United States Bankruptcy Court, District of South Carolina
Sep 13, 2021
632 B.R. 719 (Bankr. D.S.C. 2021)

Opinion

C/A No. 16-04686-JW

2021-09-13

IN RE: Shepard Carl ROBERTS, Sr. and Vonnie Cook Roberts, Debtors.

Annemarie Belanger Mathews, Columbia, SC, Trustee, Pro Se. Eric S. Reed, Reed Law Firm, PA, Columbia, SC, for Debtor.


Annemarie Belanger Mathews, Columbia, SC, Trustee, Pro Se.

Eric S. Reed, Reed Law Firm, PA, Columbia, SC, for Debtor.

ORDER ON MOTION TO COMPEL TURNOVER

John E. Waites, US Bankruptcy Judge This matter comes before the Court upon the Chapter 13 Trustee's Motion to Compel Turnover of Funds ("Motion") filed on June 29, 2021, which sought a turnover of $5,613.70 of funds disbursed by the Trustee to Titan Leasing, LLC ("Titan"). Titan filed an objection to the Motion, and a hearing was held on the matter where the Court took the matter under advisement. This Court has jurisdiction pursuant to 28 U.S.C. § 1334 and 28 U.S.C. § 157. This matter is a "core" proceeding under 28 U.S.C. § 157(b)(2). Pursuant to Fed. R. Civ. P. 52, which is made applicable to this proceeding by Fed. R. Bankr. P. 7052 and 9014(c), the Court makes the following findings of fact and conclusions of law.

To the extent that the following findings of fact are conclusions of law, they are adopted as such, and vice versa.

FINDINGS OF FACT

1. On June 3, 2016, Shepard Carl Roberts, Sr. entered a rental purchase agreement ("Agreement") with Titan for a storage shed. The Agreement provided that Mr. Roberts would have possession of the storage shed in exchange for him making monthly payments of $144.14 for forty-eight months, and that upon the completion of the payments, Mr. Roberts would become the owner of the storage shed.

2. On September 16, 2016, Mr. Roberts and Vonnie Cook Roberts ("Debtors") filed a petition for relief under chapter 13 of the Bankruptcy Code.

3. Also on September 16, 2016, Debtors filed a proposed chapter 13 plan, which provided the following treatment of Titan's claim:

D. Assumption or Rejection of Executory Contract/Unexpired Lease: The debtor moves for the assumption of the following executory contract and/or unexpired lease. The debtor agrees to abide by all terms of the agreement and to cure any pre-petition arrearage or default in the manner below. Any executory contract or unexpired lease not specifically mentioned is rejected.

◆ RECORD EXCERPTS
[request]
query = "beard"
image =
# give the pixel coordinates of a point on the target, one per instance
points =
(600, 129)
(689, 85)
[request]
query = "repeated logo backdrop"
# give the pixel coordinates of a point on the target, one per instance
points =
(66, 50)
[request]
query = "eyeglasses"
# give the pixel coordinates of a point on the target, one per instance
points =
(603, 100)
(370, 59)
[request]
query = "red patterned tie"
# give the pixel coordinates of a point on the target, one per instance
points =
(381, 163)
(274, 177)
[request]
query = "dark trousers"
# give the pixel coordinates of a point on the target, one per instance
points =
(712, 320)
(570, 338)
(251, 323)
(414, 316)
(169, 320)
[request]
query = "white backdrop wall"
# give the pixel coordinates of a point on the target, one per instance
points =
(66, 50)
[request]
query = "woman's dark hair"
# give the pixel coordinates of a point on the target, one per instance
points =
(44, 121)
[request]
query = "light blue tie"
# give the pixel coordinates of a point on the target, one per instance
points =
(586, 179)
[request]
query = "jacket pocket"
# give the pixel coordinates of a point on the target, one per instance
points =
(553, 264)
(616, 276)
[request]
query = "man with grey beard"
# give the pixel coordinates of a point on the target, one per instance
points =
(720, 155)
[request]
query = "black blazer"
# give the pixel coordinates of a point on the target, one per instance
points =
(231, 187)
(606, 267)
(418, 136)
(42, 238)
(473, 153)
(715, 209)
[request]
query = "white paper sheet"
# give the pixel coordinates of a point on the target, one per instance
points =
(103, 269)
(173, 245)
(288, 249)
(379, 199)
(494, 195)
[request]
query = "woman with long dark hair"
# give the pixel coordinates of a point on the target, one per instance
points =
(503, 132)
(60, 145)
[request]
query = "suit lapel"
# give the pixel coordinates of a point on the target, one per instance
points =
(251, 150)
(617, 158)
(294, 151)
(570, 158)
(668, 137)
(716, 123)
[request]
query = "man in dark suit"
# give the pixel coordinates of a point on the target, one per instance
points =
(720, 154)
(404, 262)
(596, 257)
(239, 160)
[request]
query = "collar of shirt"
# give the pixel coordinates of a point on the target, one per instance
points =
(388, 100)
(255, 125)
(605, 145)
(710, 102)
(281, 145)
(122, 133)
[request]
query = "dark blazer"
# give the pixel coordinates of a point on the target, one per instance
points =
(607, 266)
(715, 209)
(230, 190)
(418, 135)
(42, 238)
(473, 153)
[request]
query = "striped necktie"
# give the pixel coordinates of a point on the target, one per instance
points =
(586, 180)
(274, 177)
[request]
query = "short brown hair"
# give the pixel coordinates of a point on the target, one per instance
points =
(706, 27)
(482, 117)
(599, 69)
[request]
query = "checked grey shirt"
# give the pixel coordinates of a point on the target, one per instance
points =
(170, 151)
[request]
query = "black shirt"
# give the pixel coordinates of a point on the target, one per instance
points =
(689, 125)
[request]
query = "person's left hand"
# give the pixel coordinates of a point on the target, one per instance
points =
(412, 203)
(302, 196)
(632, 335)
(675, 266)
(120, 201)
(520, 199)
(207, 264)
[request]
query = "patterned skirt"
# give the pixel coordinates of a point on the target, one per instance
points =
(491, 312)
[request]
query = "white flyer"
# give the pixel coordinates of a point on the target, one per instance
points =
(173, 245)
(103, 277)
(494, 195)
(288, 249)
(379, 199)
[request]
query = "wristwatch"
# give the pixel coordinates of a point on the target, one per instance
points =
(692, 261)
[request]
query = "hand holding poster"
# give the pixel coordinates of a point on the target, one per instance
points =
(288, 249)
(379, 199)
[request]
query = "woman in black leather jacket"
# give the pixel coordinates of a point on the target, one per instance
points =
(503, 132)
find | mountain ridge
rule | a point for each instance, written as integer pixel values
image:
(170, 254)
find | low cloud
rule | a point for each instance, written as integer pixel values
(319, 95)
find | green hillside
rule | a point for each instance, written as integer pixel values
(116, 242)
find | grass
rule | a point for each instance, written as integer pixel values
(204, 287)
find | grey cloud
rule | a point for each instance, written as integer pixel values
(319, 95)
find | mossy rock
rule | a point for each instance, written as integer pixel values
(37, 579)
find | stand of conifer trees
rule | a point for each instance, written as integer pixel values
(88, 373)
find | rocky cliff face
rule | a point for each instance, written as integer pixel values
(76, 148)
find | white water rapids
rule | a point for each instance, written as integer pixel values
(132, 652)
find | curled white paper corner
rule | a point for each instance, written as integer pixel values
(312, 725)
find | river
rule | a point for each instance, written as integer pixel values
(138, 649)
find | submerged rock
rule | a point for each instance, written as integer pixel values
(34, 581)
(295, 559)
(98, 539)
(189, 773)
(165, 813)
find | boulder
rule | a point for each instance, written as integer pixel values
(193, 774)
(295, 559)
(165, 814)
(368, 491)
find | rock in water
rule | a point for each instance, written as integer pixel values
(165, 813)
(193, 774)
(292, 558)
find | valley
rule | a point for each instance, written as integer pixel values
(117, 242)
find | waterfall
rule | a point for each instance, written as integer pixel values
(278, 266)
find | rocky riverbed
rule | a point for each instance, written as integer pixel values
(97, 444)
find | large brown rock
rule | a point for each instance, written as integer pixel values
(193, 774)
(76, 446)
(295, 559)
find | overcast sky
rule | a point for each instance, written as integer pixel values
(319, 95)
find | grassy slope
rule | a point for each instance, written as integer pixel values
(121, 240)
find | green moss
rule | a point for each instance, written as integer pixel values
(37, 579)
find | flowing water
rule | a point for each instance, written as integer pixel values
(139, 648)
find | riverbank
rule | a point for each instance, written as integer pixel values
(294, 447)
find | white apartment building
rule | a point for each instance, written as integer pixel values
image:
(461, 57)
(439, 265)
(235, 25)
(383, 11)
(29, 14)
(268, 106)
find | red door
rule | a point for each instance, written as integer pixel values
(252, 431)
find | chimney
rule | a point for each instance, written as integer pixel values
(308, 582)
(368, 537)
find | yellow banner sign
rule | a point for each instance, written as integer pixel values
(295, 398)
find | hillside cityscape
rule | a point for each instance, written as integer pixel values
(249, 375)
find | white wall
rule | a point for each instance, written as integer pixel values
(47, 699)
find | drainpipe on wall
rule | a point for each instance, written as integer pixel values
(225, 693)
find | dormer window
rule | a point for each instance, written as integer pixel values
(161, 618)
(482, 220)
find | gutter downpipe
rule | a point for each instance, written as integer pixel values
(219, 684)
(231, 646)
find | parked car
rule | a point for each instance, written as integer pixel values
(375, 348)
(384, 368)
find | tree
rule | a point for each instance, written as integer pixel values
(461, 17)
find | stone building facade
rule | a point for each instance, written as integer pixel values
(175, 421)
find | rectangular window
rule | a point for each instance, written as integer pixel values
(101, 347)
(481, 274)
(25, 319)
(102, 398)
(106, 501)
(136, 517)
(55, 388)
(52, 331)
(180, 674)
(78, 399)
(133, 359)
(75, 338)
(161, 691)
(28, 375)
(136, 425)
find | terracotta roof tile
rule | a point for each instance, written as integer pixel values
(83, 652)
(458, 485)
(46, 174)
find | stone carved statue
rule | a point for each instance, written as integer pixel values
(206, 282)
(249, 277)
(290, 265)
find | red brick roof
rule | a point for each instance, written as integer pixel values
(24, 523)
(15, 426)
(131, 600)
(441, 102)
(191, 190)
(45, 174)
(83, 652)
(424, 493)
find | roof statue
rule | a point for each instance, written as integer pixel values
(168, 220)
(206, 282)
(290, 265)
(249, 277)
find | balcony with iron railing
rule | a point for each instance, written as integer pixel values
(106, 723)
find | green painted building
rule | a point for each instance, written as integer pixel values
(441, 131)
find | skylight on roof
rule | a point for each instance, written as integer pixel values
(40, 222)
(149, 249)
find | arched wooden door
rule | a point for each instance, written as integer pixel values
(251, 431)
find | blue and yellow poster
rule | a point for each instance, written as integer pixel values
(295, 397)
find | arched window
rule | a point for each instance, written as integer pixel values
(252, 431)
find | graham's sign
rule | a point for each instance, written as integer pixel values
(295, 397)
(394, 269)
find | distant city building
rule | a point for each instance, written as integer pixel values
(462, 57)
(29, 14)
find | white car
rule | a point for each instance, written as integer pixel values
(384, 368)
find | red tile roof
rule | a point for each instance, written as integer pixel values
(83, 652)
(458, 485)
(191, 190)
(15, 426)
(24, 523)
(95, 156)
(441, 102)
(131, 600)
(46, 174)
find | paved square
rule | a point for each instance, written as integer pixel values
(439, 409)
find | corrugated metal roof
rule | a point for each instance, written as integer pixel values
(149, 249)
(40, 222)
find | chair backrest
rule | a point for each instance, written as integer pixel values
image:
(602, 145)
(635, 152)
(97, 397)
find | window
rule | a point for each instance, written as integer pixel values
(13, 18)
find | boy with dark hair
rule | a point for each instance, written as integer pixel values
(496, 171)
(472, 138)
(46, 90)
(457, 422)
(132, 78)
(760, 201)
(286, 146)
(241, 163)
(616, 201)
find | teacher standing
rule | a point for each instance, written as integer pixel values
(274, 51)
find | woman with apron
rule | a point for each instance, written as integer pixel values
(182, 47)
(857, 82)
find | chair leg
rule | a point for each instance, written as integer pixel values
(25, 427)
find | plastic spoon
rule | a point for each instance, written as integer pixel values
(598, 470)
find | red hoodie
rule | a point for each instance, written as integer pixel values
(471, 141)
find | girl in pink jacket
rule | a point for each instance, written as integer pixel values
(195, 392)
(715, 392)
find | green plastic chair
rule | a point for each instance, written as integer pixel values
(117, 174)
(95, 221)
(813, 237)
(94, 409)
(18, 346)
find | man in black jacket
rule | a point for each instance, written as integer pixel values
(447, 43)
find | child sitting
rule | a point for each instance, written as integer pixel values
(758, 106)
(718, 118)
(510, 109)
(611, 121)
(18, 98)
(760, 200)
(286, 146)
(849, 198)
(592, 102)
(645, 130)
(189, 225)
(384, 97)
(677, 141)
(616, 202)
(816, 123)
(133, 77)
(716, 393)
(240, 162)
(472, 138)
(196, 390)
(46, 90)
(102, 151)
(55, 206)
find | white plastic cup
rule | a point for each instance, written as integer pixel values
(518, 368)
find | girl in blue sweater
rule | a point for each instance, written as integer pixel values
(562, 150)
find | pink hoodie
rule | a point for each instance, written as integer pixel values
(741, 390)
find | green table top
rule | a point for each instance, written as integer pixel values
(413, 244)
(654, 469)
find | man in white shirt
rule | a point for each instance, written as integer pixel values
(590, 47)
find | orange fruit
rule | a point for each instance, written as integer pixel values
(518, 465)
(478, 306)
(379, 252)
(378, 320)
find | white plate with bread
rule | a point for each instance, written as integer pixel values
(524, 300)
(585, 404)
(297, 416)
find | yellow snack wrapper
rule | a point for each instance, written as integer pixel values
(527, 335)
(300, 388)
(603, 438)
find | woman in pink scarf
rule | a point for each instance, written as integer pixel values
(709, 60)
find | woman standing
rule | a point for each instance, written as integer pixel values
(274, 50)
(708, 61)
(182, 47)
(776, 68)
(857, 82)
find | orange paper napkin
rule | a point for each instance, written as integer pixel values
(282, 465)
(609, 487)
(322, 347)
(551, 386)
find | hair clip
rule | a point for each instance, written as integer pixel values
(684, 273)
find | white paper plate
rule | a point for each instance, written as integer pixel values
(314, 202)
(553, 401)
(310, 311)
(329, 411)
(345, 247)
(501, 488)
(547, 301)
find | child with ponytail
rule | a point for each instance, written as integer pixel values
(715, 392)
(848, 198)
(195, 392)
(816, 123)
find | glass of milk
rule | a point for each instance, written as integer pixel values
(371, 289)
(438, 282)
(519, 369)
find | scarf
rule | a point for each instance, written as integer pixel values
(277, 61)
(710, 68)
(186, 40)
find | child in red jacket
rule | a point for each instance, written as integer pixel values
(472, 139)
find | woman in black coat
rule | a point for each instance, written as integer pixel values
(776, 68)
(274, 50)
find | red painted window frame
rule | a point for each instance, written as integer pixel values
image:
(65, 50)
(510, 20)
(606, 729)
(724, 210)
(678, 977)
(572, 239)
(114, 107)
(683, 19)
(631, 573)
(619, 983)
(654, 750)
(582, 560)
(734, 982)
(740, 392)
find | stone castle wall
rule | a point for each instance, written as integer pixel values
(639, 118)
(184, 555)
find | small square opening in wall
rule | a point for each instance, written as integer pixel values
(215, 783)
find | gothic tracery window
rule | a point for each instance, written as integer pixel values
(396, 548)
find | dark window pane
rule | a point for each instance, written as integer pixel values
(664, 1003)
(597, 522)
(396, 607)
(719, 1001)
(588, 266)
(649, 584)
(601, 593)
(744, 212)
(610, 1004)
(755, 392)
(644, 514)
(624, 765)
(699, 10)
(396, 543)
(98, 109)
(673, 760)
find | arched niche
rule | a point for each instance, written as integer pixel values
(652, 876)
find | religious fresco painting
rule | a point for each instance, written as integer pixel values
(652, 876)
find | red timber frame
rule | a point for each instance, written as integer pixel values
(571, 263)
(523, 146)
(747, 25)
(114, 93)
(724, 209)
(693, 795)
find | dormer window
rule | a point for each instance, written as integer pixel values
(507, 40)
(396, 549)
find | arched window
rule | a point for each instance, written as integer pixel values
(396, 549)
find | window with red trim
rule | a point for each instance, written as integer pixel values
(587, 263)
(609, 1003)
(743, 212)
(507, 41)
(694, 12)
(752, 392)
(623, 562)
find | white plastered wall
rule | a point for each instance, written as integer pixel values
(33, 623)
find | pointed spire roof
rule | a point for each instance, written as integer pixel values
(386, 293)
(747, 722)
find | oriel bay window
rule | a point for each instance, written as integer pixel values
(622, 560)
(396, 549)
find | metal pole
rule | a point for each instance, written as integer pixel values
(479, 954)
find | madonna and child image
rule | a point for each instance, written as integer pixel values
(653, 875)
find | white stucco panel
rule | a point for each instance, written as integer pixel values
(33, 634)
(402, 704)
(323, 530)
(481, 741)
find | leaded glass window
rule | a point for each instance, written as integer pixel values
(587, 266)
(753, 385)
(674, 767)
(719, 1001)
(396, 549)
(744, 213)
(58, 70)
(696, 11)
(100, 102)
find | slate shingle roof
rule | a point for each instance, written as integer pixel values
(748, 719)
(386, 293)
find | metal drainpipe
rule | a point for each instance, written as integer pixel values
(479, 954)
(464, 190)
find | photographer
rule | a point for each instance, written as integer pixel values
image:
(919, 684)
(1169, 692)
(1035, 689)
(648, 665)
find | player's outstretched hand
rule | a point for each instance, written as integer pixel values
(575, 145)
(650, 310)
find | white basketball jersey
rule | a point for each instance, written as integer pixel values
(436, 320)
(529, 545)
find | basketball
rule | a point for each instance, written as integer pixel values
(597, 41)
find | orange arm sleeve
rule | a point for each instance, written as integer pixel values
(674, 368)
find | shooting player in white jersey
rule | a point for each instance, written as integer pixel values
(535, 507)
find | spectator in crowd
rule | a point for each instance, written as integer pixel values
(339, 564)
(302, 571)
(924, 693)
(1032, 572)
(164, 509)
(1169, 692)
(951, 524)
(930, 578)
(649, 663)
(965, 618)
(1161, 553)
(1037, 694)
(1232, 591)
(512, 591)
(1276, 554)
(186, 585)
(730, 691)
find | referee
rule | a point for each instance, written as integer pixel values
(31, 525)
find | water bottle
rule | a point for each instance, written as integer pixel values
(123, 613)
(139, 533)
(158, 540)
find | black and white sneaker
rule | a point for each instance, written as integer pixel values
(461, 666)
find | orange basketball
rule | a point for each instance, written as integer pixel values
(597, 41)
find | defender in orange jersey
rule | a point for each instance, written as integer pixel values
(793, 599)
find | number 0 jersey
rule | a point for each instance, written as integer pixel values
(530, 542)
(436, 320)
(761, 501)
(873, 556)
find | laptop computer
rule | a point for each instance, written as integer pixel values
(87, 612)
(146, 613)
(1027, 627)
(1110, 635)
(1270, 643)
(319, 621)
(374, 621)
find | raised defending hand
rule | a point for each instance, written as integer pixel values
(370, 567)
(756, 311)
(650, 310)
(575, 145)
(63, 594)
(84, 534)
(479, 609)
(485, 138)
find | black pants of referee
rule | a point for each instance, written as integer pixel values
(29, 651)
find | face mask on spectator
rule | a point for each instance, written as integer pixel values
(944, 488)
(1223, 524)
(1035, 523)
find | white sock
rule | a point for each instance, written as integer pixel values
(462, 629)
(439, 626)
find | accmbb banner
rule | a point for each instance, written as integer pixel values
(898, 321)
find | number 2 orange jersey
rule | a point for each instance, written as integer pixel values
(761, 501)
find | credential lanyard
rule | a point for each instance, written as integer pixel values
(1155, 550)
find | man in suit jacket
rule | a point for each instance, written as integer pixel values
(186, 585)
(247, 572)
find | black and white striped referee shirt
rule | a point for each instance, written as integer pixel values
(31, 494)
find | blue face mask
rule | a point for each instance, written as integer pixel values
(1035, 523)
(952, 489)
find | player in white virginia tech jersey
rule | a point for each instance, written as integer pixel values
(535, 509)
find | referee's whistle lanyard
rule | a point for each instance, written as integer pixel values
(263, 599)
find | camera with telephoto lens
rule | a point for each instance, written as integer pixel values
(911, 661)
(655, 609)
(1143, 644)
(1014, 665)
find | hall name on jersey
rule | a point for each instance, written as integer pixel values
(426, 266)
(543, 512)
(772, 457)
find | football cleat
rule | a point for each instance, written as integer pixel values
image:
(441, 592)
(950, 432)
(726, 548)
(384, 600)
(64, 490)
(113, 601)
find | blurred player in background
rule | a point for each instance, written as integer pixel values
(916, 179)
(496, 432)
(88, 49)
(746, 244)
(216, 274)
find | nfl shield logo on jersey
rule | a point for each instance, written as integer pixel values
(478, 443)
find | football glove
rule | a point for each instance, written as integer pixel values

◆ REQUIRED TASK
According to the bankruptcy order, what monthly payment and term did Mr. Roberts's rental purchase agreement with Titan require? Answer from the bankruptcy order alone, not from the records.

◆ CORRECT RESPONSE
Monthly payments of $144.14 for forty-eight months.